§ **Supplied passage**:
<<<<

The Psychobiology of Healing
This fall, a new graduate program will help students explore the connections between body and mind in healing responses.
The Department of Psychology, in conjunction with the School of Education, Teaching, and Health (SETH), will offer a graduate certificate in the Psychobiology of Healing. This program will teach students the history and applications of healing methodologies such as meditation, behavioral therapy, nutritional monitoring, and alternative medicine while emphasizing the importance of scientifically evaluating these practices.
"This type of medicine is now really being presented as something of which we need to evaluate the effectiveness," says Tony Riley, professor and chair of the psychology department. "A lot of people have issues with alternative medicinal methods as therapeutic intervention because they don't know empirically if they work or not. This program would make people aware of the scientific issues involved in studying these forms of therapy."

>>>>

§ **Exercises**:
A. Retype the article on the psychobiology of healing program word for word, everything from "The Department of" down to "evaluating these practices.".
B. Using the article on the psychobiology of healing program, state whether each statement below agrees with it. Answer yes or no and quote the deciding words.
(i) The Department of Psychology and the School of Education, Teaching, and Health will offer the certificate together.
(ii) Tony Riley is the dean of the School of Education, Teaching, and Health.
(iii) The new graduate program begins in the spring.
C. Continue the article on the psychobiology of healing program from its last sentence.

§ **Extracted material**:
<<<<

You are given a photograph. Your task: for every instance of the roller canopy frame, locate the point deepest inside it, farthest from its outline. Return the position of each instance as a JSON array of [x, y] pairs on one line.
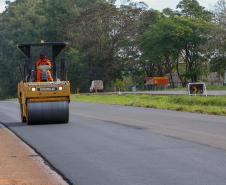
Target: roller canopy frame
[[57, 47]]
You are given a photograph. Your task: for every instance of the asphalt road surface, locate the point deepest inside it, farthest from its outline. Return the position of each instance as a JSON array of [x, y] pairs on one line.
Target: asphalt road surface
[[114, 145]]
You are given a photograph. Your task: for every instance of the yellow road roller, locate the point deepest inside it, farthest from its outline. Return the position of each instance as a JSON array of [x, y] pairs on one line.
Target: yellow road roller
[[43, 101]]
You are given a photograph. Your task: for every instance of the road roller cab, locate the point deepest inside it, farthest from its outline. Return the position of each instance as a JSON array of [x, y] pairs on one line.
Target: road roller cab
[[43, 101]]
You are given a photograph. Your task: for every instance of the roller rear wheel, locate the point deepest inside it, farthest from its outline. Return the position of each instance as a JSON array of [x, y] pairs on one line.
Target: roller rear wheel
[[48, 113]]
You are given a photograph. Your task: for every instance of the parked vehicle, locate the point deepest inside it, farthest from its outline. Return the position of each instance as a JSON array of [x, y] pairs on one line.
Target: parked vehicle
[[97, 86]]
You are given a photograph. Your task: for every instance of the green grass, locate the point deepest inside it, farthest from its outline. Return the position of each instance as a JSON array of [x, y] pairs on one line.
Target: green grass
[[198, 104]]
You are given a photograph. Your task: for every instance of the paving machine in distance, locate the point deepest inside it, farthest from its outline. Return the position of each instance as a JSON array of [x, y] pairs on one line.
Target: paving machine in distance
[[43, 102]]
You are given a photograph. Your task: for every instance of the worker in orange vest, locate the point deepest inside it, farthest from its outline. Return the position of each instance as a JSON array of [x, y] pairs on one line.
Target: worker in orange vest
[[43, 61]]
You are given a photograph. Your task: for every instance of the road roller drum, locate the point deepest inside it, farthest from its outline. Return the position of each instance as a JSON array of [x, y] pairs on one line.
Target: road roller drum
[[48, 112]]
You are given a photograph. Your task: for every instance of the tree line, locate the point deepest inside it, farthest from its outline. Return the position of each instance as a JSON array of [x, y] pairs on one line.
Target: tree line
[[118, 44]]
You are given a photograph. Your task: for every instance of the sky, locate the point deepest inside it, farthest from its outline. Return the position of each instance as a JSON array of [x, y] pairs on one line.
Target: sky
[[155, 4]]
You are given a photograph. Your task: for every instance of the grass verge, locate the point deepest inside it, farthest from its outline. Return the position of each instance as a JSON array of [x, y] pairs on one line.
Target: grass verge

>>>>
<<<<

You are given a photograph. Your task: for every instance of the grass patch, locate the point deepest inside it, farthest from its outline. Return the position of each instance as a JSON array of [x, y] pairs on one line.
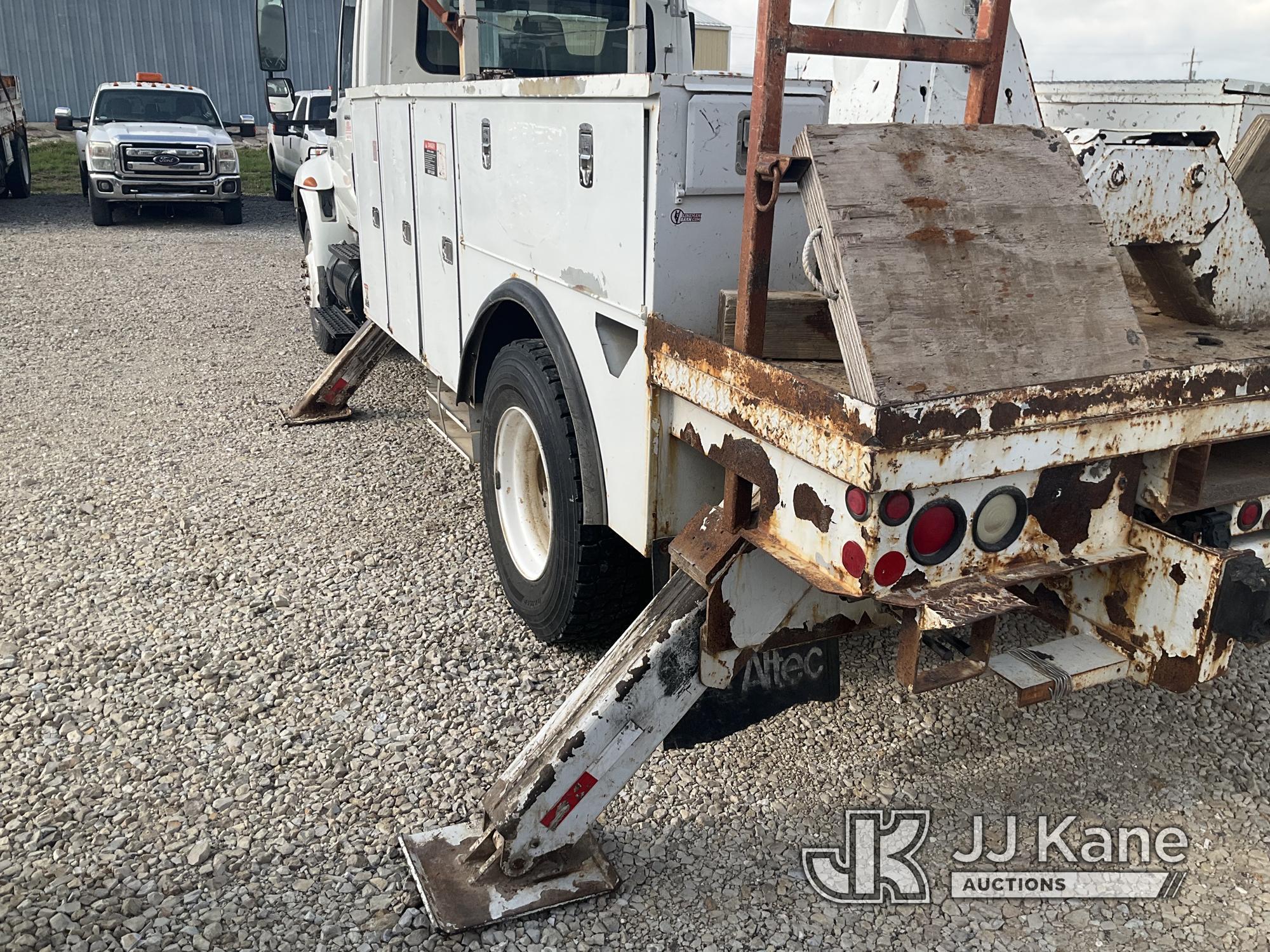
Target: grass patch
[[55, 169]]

>>>>
<<<<

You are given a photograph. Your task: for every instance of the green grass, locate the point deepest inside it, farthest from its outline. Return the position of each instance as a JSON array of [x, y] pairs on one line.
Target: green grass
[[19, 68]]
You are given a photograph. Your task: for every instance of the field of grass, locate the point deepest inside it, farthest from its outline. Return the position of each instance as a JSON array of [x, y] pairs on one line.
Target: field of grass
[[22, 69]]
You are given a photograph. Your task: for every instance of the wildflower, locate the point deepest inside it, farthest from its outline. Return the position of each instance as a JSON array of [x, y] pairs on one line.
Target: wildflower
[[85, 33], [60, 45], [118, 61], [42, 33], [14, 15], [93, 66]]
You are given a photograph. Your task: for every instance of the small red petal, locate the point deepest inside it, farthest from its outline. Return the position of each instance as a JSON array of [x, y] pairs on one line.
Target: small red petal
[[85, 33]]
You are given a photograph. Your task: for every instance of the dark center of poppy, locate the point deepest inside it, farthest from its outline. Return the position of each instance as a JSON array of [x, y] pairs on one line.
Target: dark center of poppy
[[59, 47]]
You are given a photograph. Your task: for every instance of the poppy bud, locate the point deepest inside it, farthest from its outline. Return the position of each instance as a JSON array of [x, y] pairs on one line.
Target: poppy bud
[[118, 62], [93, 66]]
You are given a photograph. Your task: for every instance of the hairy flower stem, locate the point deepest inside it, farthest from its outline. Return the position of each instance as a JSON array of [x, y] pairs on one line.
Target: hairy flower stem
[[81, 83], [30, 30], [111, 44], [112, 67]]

>>>>

§ **Numbered answers**:
A.
The Department of Psychology, in conjunction with the School of Education, Teaching, and Health (SETH), will offer a graduate certificate in the Psychobiology of Healing. This program will teach students the history and applications of healing methodologies such as meditation, behavioral therapy, nutritional monitoring, and alternative medicine while emphasizing the importance of scientifically evaluating these practices.

B.
(i) Yes: "The Department of Psychology, in conjunction with the School of Education, Teaching, and Health (SETH), will offer a graduate certificate in the Psychobiology of Healing."
(ii) No: "Tony Riley, professor and chair of the psychology department"
(iii) No: "This fall, a new graduate program will help students explore the connections between body and mind in healing responses."

C.
"With the accumulation of research on lifestyle and other integrative approaches to well-being, some data is accumulating on which approaches are effective and which are not. We are also beginning to understand the mechanism of action of some of these approaches and learning much about the neuro - immune- endocrine role in healing." adds Deborah Norris, psychology professor and program director. She cites the placebo effect—the tendency for clinical study control group members' conditions to improve without medicinal therapy at an average rate of 65%—as just one example of the mind-body connection.
"Sometimes the placebo effect is the most powerful part of the treatment," she says. "These findings lead us to ask just what the placebo effect is, and how we can tap into it or enhance it for healing purposes."
The program will require 16 credit hours, including three required graduate-level psychology courses (one of which is a directed research course or internship), one required health and fitness course administered by SETH, and an elective course chosen from one of the two departments.